Coordinate labeling data
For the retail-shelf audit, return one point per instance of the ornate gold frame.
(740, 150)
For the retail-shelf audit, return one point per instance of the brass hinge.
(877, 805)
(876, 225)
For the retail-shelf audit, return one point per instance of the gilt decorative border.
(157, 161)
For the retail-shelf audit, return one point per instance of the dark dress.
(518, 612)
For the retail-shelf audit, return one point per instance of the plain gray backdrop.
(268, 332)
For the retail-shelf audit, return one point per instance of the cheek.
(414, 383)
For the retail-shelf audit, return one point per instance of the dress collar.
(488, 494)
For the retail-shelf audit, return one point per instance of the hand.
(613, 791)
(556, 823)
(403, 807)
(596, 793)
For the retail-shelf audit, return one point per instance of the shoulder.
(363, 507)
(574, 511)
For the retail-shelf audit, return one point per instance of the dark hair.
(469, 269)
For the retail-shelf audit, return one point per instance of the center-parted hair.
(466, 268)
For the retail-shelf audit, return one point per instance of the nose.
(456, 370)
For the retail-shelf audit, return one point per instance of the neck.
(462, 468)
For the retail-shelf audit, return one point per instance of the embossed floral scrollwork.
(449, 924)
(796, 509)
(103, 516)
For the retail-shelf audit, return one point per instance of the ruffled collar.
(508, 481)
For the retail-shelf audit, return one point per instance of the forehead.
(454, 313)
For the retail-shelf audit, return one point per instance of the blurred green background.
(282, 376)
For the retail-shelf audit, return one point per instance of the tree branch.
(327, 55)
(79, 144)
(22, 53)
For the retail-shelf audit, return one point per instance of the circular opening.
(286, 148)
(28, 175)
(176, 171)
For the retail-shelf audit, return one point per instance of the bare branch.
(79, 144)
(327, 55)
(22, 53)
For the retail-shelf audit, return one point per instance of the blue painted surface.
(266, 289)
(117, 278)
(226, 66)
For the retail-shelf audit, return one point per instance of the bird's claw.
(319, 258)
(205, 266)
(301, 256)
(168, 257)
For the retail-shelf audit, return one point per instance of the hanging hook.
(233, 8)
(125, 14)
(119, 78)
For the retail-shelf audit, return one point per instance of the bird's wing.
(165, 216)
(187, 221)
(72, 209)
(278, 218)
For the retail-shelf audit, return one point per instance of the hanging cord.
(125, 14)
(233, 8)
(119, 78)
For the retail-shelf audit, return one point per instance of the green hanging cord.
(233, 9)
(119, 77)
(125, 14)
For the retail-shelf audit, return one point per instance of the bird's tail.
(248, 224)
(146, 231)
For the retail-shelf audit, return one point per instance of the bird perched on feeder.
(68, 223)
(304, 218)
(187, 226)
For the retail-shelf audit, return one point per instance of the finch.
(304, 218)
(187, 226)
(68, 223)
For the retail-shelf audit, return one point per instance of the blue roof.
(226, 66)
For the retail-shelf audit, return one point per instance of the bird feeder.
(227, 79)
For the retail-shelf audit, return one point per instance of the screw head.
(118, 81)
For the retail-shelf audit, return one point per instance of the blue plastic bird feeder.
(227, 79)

- _Short problem_
Print nothing but the lines from the line with "green hanging cord." to the last line of the records above. Both of those lines count.

- _Written reply_
For the retail-shelf audit, return one point per instance of the green hanging cord.
(233, 9)
(119, 77)
(125, 14)
For the retail-shelf audit, return one point per instance of the bird's tail.
(248, 224)
(146, 231)
For the retail-shelf audit, return one point per instance of the bird perched on feeder.
(68, 223)
(304, 218)
(187, 226)
For the retail-shelf audit, return one point per instance of the finch.
(304, 218)
(187, 226)
(68, 223)
For the retail-shelf audit, return one point per instance of the blue roof.
(226, 66)
For the retail-shelf audit, return one point per instance of the bird feeder.
(227, 79)
For the retail-shelf audit, return one point per instance of the screw head.
(118, 81)
For the retail-shelf audit, return one point per instance of the blue plastic bird feeder.
(227, 79)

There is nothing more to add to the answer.